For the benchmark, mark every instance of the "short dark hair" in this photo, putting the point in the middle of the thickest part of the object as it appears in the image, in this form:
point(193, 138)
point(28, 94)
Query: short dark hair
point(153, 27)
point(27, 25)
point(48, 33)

### Goal
Give every line of the data above as a numbered list, leaving out any blank lines.

### Full solution
1. For the benchmark, mark every instance of the "short dark hair" in this photo, putting the point in the middle of the thickest part of the object as it appears in the image, in this form:
2. point(193, 138)
3. point(28, 94)
4. Query: short dark hair
5. point(153, 27)
6. point(27, 25)
7. point(48, 33)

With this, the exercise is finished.